EoIP or VXLAN look like perfect candidates for the task. I’ve had experience with both in a small test lab that didn’t involve VLANs. I read MikroTik documentation and some examples online, but haven’t found a clear answer to my particular situation. I’ve been thinking about this:

Create EoIP interface (tunnel over WireGuard).
Create another bridge - bridge2.
Add EoIP and vlan10 interface to the bridge.
Do the same on the second router.

However, I anticipate several issues with this approach. First, this looks awfully similar to a misconfiguration described here: https://help.mikrotik.com/docs/display/ROS/Layer2+misconfiguration#Layer2misconfiguration-VLANonabridgeinabridge. Even though I don’t bridge with eth interface (eth3 in that example), EoIP is basically like Ethernet interface. The solution suggested there - using bridge VLAN filtering - is not appropriate for my router model. Second, the vlan10 interface becomes a slave, but I have DHCP server running on it. That’s another common misconfiguration.

Another approach:

Create EoIP interface.
Create VLAN interface vlan10-eoip on top of EoIP and use VLAN ID 10.
Create bridge2.
Add vlan10 and vlan10-eoip interfaces to bridge2.
However, this again presents the issue with DHCP server now running on a slave interface. I suppose I can move it to run on bridge2, if that’s what it takes.

A seemingly easier solution:

Create EoIP interface.
Add it to the main bridge1.

What I fail to understand is how VLANs are presented in the bridge with switch chip VLAN configuration. Looking at (https://help.mikrotik.com/docs/display/ROS/Layer2+misconfiguration#Layer2misconfiguration-PacketflowwithhardwareoffloadingandMAClearning), it sounds like broadcast packets will be flooded to the CPU port, which is the bridge1 interfaces. But what happens next? How does the bridge process such packet? It doesn’t have VLAN filtering enabled in my scenario, does it mean it transmits the packet to all bridged ports and lets the switch chip look at VLAN ID and allow or block at eth port level accordingly?
If that’s correct, then adding EoIP interfaces to bridge1 will tap into the traffic flow “above” VLAN filtering and therefore would send all VLANs tagged traffic to the other EoIP end. Essentially, it would be another trunk. The remote router would then need to deal with VLAN tags based on its VLAN table on the switch chip.

I appreciate comments and input.

anserk · March 11, 2022, 3:26am

After reading http://forum.mikrotik.com/t/routeros-bridge-mysteries-explained/147832/1 by @sindy and doing some tests and sniffing, I came to conclusion that my thinking was correct about how a bridge deals with tagged packets - they are all going through the bridge as long as they got there from the switch below. Which makes sense as I don’t have VLAN filtering enabled.

Lines for bounding box labeling:
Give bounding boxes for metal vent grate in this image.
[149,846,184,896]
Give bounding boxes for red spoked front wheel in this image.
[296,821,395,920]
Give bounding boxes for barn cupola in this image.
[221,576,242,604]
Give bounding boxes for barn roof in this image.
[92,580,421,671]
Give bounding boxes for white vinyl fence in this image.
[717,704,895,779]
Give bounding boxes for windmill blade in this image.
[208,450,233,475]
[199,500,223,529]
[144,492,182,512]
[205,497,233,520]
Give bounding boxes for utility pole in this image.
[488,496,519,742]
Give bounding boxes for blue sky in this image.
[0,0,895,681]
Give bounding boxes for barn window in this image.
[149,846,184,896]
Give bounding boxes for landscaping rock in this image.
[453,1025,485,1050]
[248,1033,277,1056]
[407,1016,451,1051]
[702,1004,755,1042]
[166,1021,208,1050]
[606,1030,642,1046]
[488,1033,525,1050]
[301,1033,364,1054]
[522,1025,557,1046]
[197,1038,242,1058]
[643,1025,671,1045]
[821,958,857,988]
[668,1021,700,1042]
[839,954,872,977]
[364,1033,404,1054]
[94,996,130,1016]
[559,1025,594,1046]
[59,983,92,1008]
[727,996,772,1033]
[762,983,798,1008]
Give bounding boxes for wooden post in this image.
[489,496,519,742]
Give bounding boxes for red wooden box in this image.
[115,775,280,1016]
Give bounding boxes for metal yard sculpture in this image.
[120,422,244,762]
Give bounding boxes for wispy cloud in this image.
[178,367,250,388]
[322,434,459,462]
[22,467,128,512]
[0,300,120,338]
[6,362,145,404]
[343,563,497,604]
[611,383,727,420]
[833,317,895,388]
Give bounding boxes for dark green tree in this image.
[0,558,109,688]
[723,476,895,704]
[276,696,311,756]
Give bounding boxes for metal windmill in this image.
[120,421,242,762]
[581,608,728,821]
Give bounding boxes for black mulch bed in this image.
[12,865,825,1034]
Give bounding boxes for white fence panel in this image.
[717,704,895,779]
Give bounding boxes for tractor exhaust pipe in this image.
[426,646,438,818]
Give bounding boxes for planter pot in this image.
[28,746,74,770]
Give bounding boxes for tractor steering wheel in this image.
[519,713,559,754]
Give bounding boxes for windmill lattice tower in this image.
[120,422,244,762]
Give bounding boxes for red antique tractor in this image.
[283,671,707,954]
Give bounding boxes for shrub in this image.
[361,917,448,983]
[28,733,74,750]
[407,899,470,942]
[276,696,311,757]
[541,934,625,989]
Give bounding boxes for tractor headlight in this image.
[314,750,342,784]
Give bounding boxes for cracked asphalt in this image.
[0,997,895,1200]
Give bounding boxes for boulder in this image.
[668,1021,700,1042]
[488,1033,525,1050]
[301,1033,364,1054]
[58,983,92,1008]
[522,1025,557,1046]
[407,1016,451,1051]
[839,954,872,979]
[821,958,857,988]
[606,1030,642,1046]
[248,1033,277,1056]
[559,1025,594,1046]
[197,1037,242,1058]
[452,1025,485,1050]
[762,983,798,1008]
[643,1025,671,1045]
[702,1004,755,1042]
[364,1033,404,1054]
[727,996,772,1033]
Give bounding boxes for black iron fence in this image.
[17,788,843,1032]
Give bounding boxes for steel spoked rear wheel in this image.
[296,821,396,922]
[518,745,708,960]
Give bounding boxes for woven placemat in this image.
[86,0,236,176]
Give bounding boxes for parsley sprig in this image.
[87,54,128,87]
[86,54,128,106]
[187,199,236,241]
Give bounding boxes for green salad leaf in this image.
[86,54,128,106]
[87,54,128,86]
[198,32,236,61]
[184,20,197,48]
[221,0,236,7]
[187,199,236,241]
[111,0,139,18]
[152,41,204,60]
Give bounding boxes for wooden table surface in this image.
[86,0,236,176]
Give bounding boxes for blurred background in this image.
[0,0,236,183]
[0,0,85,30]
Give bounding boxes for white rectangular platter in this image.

*Your instructions*:
State whether each statement agrees with the forum thread on EoIP and VLANs above, giving yes or no with the deciding words of the thread quoted: (a) bridge VLAN filtering is a suitable solution for the writer's router model; (b) a DHCP server runs on the vlan10 interface; (c) VLAN filtering is enabled on the writer's bridge.

*Exercise output*:
(a) No: "The solution suggested there - using bridge VLAN filtering - is not appropriate for my router model."
(b) Yes: "the vlan10 interface becomes a slave, but I have DHCP server running on it."
(c) No: "Which makes sense as I don’t have VLAN filtering enabled."